### Stated exercise
Extract every line in the records below that contains the word "short", and copy each such line without changes.
* start Dataset extract *
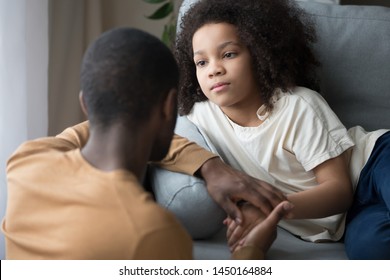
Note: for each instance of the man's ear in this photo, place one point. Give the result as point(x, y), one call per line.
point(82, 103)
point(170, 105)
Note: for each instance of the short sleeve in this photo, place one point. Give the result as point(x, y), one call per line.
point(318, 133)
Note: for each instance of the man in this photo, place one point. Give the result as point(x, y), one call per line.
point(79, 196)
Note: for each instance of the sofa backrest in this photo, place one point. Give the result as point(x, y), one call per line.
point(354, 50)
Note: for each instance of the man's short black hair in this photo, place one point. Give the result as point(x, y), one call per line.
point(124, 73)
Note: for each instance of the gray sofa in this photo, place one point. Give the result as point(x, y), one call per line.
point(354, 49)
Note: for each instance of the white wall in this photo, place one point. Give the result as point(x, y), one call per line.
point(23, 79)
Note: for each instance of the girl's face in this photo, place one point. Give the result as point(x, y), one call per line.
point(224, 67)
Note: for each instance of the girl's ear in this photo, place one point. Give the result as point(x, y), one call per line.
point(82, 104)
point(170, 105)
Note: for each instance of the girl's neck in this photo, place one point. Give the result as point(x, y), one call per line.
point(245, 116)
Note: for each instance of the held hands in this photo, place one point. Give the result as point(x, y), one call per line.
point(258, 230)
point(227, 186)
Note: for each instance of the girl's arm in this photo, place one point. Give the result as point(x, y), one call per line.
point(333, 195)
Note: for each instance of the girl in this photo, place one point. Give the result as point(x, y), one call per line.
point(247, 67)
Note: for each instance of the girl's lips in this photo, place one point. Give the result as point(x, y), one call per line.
* end Dataset extract *
* start Dataset extract *
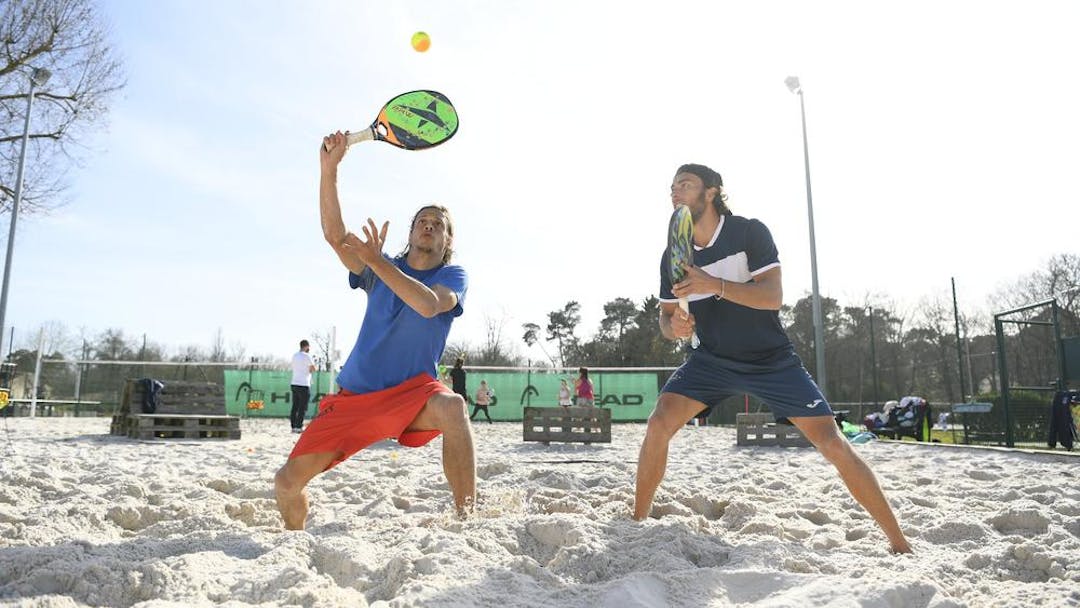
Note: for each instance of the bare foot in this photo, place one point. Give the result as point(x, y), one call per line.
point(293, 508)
* end Dataset extract *
* start Dataset extract *
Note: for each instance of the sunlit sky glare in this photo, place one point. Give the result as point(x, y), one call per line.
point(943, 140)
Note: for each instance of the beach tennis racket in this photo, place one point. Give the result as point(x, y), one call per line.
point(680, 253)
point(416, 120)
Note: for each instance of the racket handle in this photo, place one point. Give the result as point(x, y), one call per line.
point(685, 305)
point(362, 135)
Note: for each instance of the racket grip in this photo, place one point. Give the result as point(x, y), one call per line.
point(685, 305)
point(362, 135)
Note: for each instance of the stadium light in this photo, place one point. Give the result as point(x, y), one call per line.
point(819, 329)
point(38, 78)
* end Dataset extract *
### Reply
Note: for each instance of the short sleeve in this photo, place one point. Give the result as point(x, y), one call per line.
Note: for each instance of the man's short black hair in this photo, place one point. Give the result as point(x, y), one call per line.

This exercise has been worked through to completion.